▽

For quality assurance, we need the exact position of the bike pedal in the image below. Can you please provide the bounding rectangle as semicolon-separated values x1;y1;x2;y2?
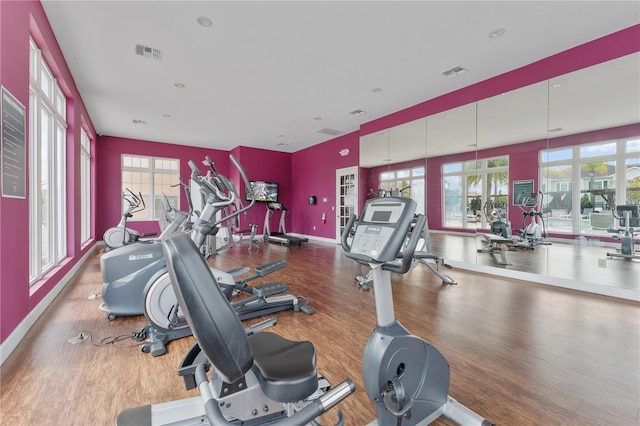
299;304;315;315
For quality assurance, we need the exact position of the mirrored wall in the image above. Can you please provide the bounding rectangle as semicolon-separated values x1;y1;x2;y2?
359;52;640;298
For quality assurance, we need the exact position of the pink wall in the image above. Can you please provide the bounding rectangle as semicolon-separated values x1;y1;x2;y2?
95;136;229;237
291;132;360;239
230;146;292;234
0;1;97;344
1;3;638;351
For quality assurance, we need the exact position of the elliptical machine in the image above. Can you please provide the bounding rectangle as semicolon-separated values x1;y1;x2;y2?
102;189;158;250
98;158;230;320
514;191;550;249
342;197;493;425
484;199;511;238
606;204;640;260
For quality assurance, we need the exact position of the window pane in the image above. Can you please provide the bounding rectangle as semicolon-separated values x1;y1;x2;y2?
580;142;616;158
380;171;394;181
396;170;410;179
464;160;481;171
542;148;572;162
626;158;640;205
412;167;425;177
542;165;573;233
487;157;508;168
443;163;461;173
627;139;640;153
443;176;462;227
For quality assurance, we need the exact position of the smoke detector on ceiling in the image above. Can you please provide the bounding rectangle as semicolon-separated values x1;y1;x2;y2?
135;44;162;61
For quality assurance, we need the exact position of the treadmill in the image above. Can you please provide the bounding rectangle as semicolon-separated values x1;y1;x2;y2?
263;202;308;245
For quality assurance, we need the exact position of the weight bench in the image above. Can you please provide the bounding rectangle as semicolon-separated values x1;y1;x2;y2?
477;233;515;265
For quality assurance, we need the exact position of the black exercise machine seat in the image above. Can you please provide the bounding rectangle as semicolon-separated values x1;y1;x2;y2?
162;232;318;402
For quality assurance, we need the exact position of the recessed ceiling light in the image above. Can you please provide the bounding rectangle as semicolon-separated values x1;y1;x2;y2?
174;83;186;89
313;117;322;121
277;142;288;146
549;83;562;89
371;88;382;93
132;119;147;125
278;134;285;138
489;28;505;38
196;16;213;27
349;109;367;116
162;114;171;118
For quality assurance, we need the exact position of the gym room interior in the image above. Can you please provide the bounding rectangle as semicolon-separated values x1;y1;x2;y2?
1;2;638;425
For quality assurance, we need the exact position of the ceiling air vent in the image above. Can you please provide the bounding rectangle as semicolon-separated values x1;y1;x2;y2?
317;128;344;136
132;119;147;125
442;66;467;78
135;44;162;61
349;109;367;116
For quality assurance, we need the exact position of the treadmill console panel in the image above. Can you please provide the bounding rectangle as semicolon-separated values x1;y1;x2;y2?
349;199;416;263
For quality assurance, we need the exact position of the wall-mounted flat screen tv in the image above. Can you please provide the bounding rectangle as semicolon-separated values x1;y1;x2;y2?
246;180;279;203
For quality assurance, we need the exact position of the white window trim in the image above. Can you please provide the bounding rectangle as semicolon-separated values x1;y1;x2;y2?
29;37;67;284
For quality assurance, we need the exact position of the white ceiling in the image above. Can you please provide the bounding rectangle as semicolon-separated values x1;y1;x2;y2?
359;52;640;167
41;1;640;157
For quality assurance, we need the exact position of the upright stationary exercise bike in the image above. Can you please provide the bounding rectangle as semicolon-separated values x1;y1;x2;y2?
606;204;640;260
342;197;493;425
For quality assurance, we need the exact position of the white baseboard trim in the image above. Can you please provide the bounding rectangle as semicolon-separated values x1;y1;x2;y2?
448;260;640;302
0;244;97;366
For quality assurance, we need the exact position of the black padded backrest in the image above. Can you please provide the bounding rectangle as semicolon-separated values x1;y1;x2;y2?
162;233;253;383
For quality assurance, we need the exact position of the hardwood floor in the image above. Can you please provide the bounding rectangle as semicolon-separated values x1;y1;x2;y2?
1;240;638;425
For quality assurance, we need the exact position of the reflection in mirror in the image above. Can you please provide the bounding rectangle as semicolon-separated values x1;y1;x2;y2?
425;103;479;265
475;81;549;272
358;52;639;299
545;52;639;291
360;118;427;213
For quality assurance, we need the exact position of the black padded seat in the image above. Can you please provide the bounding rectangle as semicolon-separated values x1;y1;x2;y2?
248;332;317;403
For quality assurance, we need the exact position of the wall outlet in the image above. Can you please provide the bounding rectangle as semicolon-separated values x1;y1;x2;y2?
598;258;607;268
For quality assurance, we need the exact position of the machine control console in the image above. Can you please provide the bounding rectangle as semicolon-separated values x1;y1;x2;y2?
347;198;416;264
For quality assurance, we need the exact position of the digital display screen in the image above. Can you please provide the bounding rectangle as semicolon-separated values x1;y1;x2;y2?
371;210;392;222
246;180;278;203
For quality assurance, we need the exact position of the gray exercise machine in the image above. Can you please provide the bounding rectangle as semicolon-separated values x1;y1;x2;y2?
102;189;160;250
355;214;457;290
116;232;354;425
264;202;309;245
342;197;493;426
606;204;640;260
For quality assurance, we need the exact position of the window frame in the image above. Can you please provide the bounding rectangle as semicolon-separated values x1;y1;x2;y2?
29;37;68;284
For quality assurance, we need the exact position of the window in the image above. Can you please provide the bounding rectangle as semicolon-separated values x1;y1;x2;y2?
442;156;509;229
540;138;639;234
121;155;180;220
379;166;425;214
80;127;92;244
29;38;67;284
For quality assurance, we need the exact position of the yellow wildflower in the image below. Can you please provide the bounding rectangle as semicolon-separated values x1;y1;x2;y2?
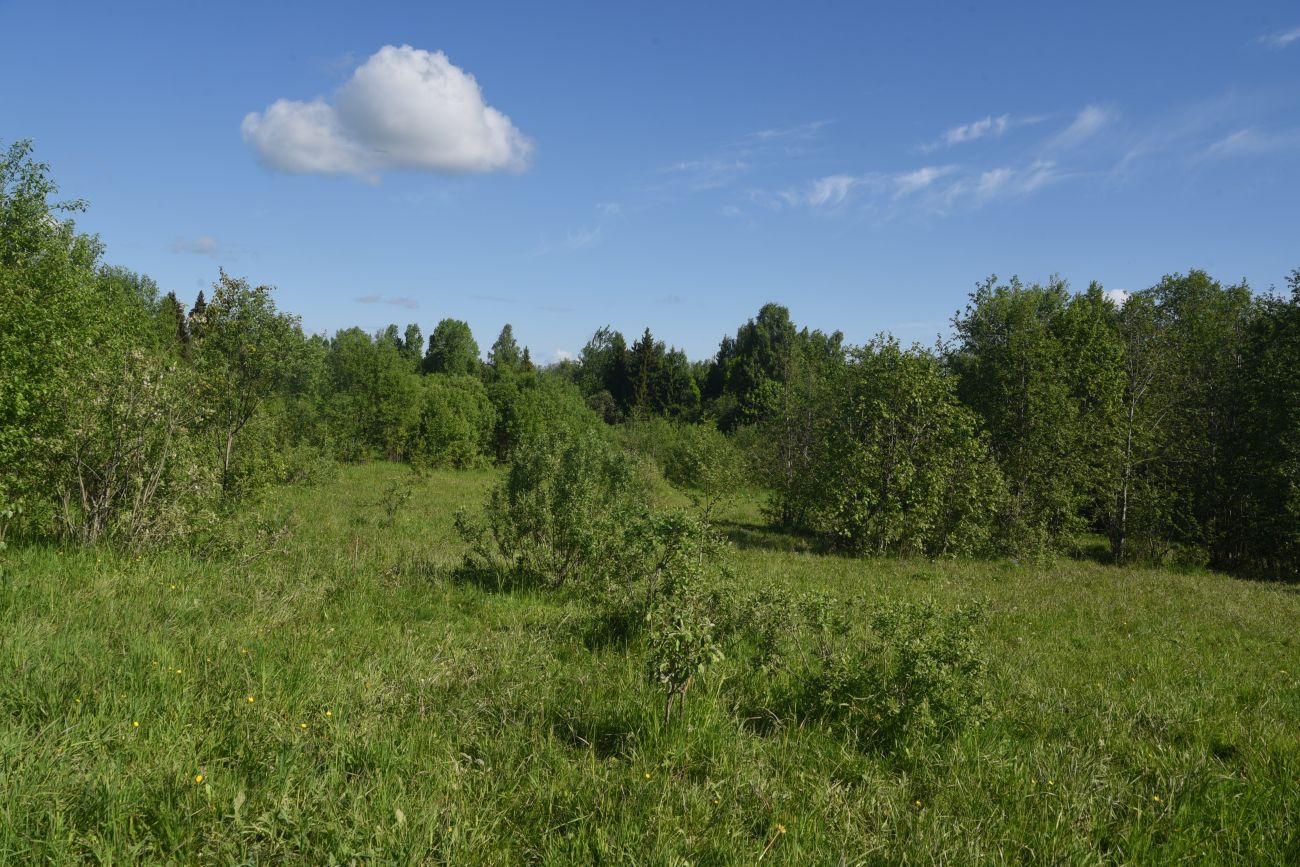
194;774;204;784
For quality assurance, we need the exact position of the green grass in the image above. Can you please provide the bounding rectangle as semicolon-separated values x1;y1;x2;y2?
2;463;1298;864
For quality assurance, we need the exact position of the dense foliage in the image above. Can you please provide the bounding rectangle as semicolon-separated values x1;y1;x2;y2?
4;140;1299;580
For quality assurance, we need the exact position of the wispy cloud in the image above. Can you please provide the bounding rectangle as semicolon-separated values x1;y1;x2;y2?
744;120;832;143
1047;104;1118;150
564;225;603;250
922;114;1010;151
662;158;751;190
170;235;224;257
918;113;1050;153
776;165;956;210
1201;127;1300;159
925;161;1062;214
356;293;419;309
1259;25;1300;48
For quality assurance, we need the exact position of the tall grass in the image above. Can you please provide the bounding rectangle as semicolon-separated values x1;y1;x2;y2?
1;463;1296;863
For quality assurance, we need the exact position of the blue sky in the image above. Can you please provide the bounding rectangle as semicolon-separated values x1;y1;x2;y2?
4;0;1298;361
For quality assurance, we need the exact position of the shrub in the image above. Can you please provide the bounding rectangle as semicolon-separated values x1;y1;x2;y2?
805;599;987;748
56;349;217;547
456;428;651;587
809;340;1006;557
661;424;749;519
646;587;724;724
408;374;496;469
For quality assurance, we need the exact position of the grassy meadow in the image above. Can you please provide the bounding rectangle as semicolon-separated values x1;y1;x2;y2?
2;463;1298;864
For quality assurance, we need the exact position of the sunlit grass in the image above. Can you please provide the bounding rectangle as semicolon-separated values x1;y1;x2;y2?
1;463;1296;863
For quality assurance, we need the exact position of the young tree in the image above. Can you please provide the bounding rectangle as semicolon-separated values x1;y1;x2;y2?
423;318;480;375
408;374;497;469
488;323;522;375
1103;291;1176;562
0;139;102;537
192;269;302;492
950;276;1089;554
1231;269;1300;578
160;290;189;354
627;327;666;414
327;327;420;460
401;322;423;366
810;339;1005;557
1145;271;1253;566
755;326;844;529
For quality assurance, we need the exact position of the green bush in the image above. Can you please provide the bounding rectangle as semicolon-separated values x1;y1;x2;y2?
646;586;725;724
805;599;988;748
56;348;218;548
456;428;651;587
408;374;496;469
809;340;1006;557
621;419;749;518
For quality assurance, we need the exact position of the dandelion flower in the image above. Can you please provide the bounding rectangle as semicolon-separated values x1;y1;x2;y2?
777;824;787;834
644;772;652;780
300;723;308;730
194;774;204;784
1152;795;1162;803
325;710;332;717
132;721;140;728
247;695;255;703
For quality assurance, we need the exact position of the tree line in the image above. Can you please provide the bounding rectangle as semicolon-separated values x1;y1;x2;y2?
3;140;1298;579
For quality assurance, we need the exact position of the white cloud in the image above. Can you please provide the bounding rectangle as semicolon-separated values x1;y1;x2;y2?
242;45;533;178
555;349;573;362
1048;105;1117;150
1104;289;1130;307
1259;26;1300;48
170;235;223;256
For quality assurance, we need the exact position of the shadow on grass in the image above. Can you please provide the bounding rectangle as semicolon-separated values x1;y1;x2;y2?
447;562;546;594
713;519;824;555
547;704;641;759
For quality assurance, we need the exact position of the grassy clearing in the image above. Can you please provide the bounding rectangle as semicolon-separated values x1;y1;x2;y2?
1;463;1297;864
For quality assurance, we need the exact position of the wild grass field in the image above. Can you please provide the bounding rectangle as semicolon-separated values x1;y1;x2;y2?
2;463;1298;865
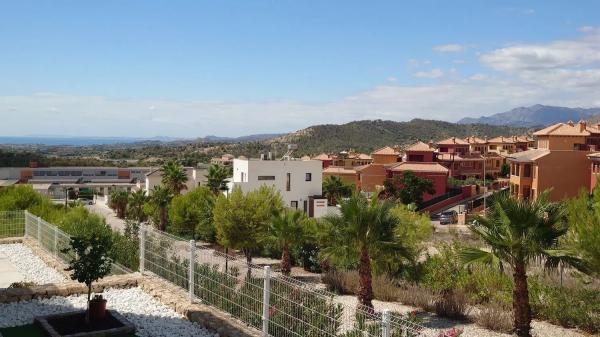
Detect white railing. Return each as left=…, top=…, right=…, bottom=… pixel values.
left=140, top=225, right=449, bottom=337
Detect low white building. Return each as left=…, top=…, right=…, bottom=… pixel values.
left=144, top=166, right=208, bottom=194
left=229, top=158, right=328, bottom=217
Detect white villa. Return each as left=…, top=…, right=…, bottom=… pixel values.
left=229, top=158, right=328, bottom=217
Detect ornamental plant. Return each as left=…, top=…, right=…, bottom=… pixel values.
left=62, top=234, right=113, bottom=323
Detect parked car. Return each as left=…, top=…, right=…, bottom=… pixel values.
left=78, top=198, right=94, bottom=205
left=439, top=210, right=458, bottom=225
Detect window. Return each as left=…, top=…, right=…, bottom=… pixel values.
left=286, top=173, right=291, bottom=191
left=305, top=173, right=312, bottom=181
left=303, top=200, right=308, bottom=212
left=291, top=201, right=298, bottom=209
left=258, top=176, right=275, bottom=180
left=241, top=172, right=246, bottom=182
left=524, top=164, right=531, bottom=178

△

**PROBLEM DESCRIPTION:**
With pictures omitted, copy exactly the lines from the one containing "For quality assurance, we need the exact position of the shadow" through the final line of the listing, both included.

**RESPONSE AREA:**
For quality assurance, we need the exact position of the shadow on grass in the image above. Can you please provide the bounding rectangle as semicolon-separated values x1;y1;x2;y2?
447;562;546;594
713;519;824;555
547;704;641;759
For quality assurance, we need the exact position of the grassy clearing in the image above. Can you please provide the bounding rectangle as semicolon-separated values x1;y1;x2;y2?
1;463;1297;864
For quality assurance, we need the exact position of the wild grass field in the image above. Can you please provide the bounding rectangle as semicolon-separated values x1;y1;x2;y2?
2;463;1298;865
Detect white railing. Return each as left=…, top=…, right=…, bottom=… pixel values.
left=140, top=225, right=449, bottom=337
Detect low white building. Return each as left=…, top=…, right=…, bottom=… pixel values.
left=144, top=166, right=208, bottom=194
left=229, top=158, right=328, bottom=217
Detect white villa. Return each as left=…, top=…, right=…, bottom=… pixel values.
left=229, top=158, right=328, bottom=217
Detect ornamental plant. Return each as left=…, top=…, right=…, bottom=… pixel values.
left=62, top=234, right=113, bottom=323
Detect parked car. Return each as left=…, top=…, right=…, bottom=… pixel values.
left=78, top=198, right=94, bottom=205
left=439, top=210, right=458, bottom=225
Detect window. Return each as left=…, top=…, right=…, bottom=… pixel values.
left=286, top=173, right=291, bottom=191
left=305, top=173, right=312, bottom=181
left=303, top=200, right=308, bottom=212
left=291, top=201, right=298, bottom=209
left=258, top=176, right=275, bottom=180
left=241, top=172, right=246, bottom=182
left=524, top=164, right=531, bottom=178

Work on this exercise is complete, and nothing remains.